§ **EXCERPTED DATA**
──────────

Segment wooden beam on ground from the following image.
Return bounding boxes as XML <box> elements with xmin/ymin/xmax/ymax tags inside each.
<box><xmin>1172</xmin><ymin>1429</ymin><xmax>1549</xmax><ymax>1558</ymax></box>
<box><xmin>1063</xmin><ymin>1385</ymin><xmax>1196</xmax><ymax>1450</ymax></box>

──────────

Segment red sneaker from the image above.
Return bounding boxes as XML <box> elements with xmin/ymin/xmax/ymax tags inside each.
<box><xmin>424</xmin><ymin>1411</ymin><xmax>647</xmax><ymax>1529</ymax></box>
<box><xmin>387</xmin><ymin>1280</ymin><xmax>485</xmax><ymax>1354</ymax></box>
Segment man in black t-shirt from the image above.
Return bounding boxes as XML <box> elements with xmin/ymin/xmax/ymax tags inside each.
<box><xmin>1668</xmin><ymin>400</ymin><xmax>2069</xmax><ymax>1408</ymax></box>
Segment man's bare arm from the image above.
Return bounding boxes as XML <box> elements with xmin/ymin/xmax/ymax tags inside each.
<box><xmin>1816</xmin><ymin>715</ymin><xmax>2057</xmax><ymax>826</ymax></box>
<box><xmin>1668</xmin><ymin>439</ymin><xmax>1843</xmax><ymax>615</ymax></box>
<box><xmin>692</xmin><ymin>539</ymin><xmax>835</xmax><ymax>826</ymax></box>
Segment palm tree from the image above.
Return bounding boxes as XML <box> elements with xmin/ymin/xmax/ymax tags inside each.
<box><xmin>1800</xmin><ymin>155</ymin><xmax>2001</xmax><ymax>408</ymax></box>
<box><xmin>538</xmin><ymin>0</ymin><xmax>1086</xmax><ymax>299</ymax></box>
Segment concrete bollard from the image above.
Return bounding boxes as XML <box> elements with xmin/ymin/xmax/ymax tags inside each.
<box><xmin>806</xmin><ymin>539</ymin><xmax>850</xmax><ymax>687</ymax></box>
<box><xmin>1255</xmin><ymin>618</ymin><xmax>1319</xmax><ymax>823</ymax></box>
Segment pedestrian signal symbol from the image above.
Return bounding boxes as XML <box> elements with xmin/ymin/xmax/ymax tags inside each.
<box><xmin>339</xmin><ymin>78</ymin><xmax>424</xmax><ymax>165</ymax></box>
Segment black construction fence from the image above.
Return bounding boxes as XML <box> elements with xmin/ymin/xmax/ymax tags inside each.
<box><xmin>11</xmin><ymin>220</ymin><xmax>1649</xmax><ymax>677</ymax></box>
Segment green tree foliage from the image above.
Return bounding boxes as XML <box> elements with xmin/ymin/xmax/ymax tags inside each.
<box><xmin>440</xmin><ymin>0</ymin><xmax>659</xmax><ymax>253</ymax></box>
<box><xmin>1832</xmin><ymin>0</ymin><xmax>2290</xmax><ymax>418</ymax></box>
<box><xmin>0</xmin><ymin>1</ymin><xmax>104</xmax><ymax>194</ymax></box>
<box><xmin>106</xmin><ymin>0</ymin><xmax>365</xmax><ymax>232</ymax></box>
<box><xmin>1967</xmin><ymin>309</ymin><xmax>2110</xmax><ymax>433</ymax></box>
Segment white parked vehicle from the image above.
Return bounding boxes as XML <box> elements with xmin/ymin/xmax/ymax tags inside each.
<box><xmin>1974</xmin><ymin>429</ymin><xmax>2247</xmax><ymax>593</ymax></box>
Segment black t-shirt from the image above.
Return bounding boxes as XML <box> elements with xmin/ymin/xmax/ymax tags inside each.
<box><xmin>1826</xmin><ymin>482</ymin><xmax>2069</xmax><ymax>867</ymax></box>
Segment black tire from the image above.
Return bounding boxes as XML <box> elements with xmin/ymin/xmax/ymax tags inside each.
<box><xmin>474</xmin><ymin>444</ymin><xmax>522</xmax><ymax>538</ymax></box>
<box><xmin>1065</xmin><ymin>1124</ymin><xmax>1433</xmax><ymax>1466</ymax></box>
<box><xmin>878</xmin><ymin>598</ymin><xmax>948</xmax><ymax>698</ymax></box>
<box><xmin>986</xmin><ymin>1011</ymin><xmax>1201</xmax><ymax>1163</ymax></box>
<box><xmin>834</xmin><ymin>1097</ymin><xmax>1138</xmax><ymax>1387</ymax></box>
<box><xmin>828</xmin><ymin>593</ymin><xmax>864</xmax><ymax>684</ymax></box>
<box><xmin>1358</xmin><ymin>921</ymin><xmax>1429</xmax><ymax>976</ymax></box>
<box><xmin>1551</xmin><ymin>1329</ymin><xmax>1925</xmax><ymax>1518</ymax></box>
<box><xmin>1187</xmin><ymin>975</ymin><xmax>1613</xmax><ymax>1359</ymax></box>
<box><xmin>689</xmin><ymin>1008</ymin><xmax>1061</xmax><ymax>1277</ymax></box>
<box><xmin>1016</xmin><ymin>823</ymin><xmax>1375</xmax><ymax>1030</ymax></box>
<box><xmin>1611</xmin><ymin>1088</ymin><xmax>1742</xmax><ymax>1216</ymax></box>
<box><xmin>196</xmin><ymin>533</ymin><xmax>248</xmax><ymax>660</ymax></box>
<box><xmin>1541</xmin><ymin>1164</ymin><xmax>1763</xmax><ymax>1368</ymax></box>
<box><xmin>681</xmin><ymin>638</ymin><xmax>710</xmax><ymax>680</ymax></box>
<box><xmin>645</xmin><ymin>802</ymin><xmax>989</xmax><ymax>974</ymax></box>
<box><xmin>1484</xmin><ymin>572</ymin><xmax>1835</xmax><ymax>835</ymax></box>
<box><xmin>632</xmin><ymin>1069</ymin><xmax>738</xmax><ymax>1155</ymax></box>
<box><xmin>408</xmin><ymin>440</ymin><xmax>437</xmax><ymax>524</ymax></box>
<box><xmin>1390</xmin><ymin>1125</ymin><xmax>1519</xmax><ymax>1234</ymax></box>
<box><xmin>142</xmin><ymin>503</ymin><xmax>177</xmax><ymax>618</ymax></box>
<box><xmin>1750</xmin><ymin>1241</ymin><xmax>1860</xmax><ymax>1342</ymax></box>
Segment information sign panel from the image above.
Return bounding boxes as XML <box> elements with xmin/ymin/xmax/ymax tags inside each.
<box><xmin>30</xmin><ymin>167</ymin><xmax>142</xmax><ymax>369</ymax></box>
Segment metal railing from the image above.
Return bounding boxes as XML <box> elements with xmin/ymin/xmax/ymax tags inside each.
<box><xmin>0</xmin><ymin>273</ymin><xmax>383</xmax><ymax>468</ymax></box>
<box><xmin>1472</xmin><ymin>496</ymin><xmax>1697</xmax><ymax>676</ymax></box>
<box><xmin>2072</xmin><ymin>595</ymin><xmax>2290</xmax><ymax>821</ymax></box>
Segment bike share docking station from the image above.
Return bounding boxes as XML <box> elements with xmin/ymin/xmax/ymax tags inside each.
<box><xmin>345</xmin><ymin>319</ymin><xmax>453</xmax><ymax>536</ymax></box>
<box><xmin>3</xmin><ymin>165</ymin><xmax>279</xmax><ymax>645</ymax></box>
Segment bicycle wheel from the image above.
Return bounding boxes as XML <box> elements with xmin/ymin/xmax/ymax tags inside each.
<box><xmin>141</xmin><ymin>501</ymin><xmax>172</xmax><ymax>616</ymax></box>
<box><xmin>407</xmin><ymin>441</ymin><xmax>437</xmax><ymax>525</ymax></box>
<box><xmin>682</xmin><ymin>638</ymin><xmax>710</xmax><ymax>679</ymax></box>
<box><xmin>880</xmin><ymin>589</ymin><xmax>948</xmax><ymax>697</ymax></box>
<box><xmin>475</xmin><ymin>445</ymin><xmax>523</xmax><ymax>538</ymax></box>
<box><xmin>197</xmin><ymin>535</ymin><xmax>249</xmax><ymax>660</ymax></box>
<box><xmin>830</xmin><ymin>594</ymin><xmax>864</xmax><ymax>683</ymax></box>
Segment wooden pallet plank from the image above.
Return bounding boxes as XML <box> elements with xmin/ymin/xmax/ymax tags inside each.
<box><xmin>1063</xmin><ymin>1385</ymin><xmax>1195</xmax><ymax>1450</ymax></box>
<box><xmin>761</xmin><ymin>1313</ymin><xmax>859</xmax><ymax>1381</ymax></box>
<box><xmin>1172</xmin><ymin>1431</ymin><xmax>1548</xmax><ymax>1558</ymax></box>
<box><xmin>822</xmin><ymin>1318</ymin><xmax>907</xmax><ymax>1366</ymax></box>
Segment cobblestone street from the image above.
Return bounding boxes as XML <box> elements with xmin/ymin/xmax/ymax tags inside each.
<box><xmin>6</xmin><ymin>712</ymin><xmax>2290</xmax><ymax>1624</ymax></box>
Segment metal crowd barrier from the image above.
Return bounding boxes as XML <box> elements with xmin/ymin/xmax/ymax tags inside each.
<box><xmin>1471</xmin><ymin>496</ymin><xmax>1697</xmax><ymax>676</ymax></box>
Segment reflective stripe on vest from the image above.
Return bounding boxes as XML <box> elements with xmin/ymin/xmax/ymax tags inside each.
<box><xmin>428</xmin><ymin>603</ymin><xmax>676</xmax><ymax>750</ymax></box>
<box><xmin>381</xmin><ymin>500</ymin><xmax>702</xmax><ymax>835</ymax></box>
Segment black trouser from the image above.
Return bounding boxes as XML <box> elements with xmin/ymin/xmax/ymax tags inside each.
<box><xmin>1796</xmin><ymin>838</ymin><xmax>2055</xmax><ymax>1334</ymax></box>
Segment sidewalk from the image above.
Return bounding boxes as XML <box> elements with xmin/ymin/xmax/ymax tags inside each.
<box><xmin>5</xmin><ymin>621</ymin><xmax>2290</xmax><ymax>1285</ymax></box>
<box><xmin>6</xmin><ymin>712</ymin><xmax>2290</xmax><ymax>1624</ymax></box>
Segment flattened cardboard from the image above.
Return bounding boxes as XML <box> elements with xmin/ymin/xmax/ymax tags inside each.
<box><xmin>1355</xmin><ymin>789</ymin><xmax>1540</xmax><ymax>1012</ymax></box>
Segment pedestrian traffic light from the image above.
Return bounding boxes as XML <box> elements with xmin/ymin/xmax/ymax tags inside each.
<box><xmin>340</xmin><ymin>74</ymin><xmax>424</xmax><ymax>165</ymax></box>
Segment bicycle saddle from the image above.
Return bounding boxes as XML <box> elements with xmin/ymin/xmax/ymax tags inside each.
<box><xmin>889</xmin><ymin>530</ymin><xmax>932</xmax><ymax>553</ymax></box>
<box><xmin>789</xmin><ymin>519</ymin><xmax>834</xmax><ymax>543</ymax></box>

──────────

§ **TASK PROMPT**
Please, from the entries above, set down exactly the lines from the one containing "Segment black construction" through the one containing "Segment green tree", and only those.

§ **YOUR SOLUTION**
Segment black construction fence from the image above.
Return bounding boxes as XML <box> elements with xmin/ymin/xmax/ymax tags inside each.
<box><xmin>11</xmin><ymin>220</ymin><xmax>1649</xmax><ymax>677</ymax></box>
Segment green tree foliage from the image above.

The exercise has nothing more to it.